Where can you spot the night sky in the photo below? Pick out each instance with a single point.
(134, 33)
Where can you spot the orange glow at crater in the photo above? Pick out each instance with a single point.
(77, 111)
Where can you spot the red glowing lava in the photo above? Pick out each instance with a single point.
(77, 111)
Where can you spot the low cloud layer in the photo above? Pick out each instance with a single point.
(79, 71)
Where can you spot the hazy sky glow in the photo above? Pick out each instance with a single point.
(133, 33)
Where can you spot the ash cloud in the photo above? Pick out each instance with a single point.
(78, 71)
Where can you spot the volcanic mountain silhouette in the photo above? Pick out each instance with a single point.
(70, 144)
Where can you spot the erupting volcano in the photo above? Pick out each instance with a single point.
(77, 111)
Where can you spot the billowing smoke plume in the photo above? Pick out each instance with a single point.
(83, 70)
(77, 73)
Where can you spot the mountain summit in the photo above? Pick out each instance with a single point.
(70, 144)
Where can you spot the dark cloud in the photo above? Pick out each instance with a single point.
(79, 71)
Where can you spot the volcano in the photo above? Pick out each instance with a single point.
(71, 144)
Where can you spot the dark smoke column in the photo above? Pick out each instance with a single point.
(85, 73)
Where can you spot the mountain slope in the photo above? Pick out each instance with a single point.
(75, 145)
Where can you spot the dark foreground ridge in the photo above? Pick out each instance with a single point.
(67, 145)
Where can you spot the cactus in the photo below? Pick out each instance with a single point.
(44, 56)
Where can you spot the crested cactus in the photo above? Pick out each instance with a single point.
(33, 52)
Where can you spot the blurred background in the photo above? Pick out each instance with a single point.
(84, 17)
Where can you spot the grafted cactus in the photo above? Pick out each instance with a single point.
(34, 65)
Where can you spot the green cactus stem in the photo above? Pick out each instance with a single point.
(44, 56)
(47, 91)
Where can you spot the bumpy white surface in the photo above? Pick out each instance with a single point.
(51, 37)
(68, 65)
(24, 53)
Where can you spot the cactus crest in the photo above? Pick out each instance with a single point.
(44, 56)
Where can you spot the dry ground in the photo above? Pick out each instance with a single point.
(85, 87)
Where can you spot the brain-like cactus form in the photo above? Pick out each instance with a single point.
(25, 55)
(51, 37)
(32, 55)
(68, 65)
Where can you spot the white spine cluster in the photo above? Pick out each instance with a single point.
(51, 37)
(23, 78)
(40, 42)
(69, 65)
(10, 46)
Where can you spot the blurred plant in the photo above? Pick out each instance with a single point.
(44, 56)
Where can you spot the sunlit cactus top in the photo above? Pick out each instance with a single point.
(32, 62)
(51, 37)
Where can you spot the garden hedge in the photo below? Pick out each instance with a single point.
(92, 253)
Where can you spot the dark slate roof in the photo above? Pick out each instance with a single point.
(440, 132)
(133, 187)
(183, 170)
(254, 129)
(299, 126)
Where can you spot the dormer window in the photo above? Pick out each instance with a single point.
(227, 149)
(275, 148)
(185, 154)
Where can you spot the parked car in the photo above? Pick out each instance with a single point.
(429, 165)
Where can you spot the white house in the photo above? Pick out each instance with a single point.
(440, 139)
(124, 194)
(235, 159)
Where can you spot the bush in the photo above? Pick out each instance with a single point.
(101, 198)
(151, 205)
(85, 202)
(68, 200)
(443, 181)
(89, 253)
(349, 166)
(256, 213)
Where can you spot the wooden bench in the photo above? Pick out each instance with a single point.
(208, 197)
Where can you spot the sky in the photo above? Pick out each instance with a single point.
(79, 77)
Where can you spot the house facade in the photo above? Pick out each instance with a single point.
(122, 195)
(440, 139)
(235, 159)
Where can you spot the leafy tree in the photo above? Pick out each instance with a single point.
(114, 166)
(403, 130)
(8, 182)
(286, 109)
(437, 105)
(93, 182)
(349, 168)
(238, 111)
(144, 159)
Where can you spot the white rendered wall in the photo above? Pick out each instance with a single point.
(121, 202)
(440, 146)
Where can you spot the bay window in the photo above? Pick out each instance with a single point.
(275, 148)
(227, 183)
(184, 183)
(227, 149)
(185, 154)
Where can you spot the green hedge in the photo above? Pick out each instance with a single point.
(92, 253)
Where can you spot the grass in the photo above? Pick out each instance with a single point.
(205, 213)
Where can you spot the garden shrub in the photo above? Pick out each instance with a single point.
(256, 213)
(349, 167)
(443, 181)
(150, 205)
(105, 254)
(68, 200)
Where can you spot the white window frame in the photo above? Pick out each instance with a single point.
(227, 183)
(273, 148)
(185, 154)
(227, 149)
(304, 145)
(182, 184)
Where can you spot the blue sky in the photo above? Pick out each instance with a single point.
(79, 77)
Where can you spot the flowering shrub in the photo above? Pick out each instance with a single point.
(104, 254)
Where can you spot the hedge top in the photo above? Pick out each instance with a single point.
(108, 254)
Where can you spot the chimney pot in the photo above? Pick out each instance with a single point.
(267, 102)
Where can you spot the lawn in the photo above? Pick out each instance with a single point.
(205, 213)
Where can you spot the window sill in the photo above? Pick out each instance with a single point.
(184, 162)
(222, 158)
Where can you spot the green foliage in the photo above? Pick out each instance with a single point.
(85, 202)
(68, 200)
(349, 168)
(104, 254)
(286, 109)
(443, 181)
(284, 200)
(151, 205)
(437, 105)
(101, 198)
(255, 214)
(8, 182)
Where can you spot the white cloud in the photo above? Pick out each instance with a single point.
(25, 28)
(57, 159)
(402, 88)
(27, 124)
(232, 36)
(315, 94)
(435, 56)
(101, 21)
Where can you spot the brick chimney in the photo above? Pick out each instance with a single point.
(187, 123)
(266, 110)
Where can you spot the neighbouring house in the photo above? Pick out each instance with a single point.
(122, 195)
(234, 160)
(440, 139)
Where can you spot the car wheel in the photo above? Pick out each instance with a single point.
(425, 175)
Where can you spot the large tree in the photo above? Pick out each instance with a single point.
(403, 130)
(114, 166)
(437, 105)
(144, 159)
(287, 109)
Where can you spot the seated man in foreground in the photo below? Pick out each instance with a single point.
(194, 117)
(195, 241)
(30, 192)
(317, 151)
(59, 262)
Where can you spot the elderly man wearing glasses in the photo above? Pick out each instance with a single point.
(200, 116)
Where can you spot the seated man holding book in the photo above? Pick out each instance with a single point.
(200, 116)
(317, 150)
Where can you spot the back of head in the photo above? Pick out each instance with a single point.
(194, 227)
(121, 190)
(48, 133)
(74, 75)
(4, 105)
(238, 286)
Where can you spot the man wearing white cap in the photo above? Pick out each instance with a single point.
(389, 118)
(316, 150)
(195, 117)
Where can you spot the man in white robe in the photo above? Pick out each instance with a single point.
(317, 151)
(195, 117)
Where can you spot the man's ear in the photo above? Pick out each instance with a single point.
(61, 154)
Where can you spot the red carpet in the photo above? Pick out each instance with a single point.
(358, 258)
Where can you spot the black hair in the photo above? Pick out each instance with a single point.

+++

» **Short task**: Type out all of the entries above again, word for word, keeping them in the same order.

» **Answer for this exercise**:
Where can you spot the night sky in the photo below? Pick out each instance with a single point.
(134, 33)
Where can you spot the orange glow at crater in the photo above? Pick out each instance with a single point.
(77, 111)
Where can you spot the red glowing lava in the photo above? Pick out each instance with a single point.
(77, 111)
Where can you spot the low cloud layer in the photo above? Pick out each instance with a single point.
(79, 71)
Where can you spot the hazy sky glow in the photo above? Pick out each instance with a single point.
(133, 33)
Where can you spot the ash cloud in the photo above? Pick out each instance with a single point.
(78, 71)
Where can you spot the volcanic mountain silhouette in the photo above? Pick out each instance with a single point.
(70, 144)
Where can you spot the erupting volcano in the photo above? Pick out each instance with a single point.
(77, 111)
Where can you spot the billowing smoke plume in the photo above? Pick out each instance with a single point.
(83, 70)
(77, 73)
Where can you spot the mountain summit in the photo above? Pick out each instance with a single point.
(70, 144)
Where can you spot the dark cloud in the photo above? Pick out each instance with a single point.
(79, 71)
Where can you spot the volcano in the photo above? Pick out each instance with a single point.
(71, 144)
Where can you spot the dark smoke column in the photo above? Pick out each instance with a single point.
(85, 73)
Where can you spot the mountain slope in the photo above? Pick out each instance with a single point.
(75, 145)
Where can you spot the dark foreground ridge in the photo above? Pick out each instance with a single point.
(67, 145)
Where can you spot the cactus in the photo below? Pick out each instance with a single point.
(44, 56)
Where can you spot the crested cactus in the photo above? Pick out each instance with a single point.
(33, 52)
Where can you spot the blurred background in the photo above? Pick out each instance with a single point.
(84, 17)
Where can you spot the grafted cactus in the photo above? Pick out each instance with a single point.
(34, 65)
Where can you spot the green cactus stem in the photo above? Pick out each instance with a single point.
(44, 56)
(47, 91)
Where can you spot the bumpy white surface in the photo above? Pick out each instance with a single point.
(51, 37)
(68, 65)
(24, 53)
Where can you spot the cactus crest in the photo above? Pick out each instance with a single point.
(44, 56)
Where can you spot the dry ground in the photo above? Pick out each instance with a single point.
(85, 87)
Where can you spot the brain-like cactus form in the photo above? Pick out each instance with a single point.
(25, 55)
(51, 37)
(32, 55)
(68, 65)
Where can you spot the white spine cluster in the photo above? Pick out each instance with a single point.
(51, 37)
(23, 78)
(40, 42)
(69, 65)
(10, 46)
Where can you spot the blurred plant in the photo above? Pick out each instance with a single point.
(44, 56)
Where can you spot the sunlit cactus top in the photo above? Pick out each instance with a single point.
(32, 62)
(51, 37)
Where can you spot the garden hedge in the photo below? Pick out each instance with a single point.
(92, 253)
Where can you spot the dark slate roof in the photo above? Pick out each instance with a single point.
(440, 132)
(133, 187)
(183, 170)
(254, 129)
(299, 126)
Where can you spot the dormer window in the photo above? Pick out each instance with a single point.
(227, 149)
(275, 148)
(185, 154)
Where can you spot the parked car in the photo above? Pick out each instance with a single point.
(429, 165)
Where can you spot the white house in the photo above? Pick out each instance with a single point.
(440, 139)
(124, 194)
(235, 159)
Where can you spot the bush in the photo above? Pick out each instance with a single point.
(101, 198)
(151, 205)
(85, 202)
(68, 200)
(443, 181)
(89, 253)
(349, 166)
(256, 213)
Where can you spot the wooden bench in the photo above? Pick out each instance with a single point.
(208, 197)
Where can you spot the sky in the photo above? Pick out each instance with a single point.
(79, 77)
Where can you spot the house facade in the photo above? Pick out each instance with a single point.
(122, 195)
(440, 139)
(235, 159)
Where can you spot the leafy tree in the photo above? Pick out each instance with a single point.
(114, 166)
(403, 130)
(8, 182)
(286, 109)
(437, 105)
(93, 182)
(349, 168)
(238, 111)
(144, 159)
Where can you spot the white rendered wall in the photo above? Pick out each instance with a single point.
(121, 202)
(440, 146)
Where can you spot the bay window in the photo above? Pick out each instance with a single point.
(275, 148)
(227, 183)
(184, 183)
(227, 149)
(185, 154)
Where can you spot the green hedge in the photo above? Pick out each instance with a single point.
(92, 253)
Where can you spot the grass in the photo above? Pick out each instance with a single point.
(205, 213)
Where can you spot the garden shrub in the photo above? Pick out each instance with a single point.
(256, 213)
(349, 167)
(443, 181)
(150, 205)
(105, 254)
(68, 200)
Where can you spot the white window frame in the photo above? Pick out each instance with a single point.
(227, 183)
(273, 148)
(185, 154)
(227, 149)
(304, 145)
(182, 184)
Where can you spot the blue sky in the photo above? Pick out each instance with a single point.
(79, 77)
Where can you spot the flowering shrub in the photo above? Pick out each instance with a single point.
(104, 254)
Where can you spot the hedge top in the photo above? Pick out each instance with a single point.
(108, 254)
Where can you spot the chimney pot in the photo above? Pick out each instance with a single point.
(267, 102)
Where can you spot the lawn in the photo above? Pick out each instance with a single point.
(205, 213)
Where can you spot the window sill in the photo above? Pick out each instance with a single point.
(184, 162)
(222, 158)
Where can you spot the green foliage in the photo above? Pick out each instance with a single point.
(85, 202)
(68, 200)
(349, 168)
(104, 254)
(286, 109)
(443, 181)
(284, 200)
(151, 205)
(437, 105)
(101, 198)
(255, 214)
(8, 182)
Where can you spot the white cloud in the photo above? Pick out each instance with a single point.
(25, 28)
(57, 159)
(402, 88)
(27, 124)
(232, 36)
(315, 94)
(435, 56)
(101, 21)
Where can you spot the brick chimney in the photo above? Pick out each instance with a single point.
(187, 123)
(266, 110)
Where can you spot the neighbouring house in the photo above? Pick out each instance with a single point.
(122, 195)
(234, 160)
(440, 139)
Where can you spot the car wheel in the photo above? Pick out each instance with a single point.
(425, 175)
Where can you spot the large tree in the photo above? Pick out each instance with a single point.
(403, 130)
(114, 166)
(437, 105)
(144, 159)
(287, 109)
Where can you spot the seated man in foreground in the photo below? Pick out each instance with a single point.
(194, 117)
(195, 241)
(30, 192)
(317, 151)
(59, 262)
Where can you spot the elderly man wearing glasses in the photo above? Pick out each instance with a single point.
(200, 116)
Where can you spot the seated man holding book in the photo above? Pick out each instance with a single point.
(200, 116)
(317, 150)
Where can you spot the back of head in the photo above? Pick out each instance with a single point.
(194, 227)
(121, 190)
(48, 133)
(74, 75)
(4, 105)
(238, 286)
Where can you spot the man wearing white cap in the photo above? Pick out each instance with a single point.
(389, 118)
(316, 150)
(195, 117)
Where can you spot the man in white robe in the photo above? Pick out each instance with a single point.
(317, 151)
(195, 117)
Where can you spot the man's ear in the photo above? Pick out each instance with a single point.
(61, 154)
Where can you spot the red carpet in the photo above? Pick out each instance with a single point.
(358, 258)
Where can you spot the black hair in the photo above? Pick out each instance with a single point.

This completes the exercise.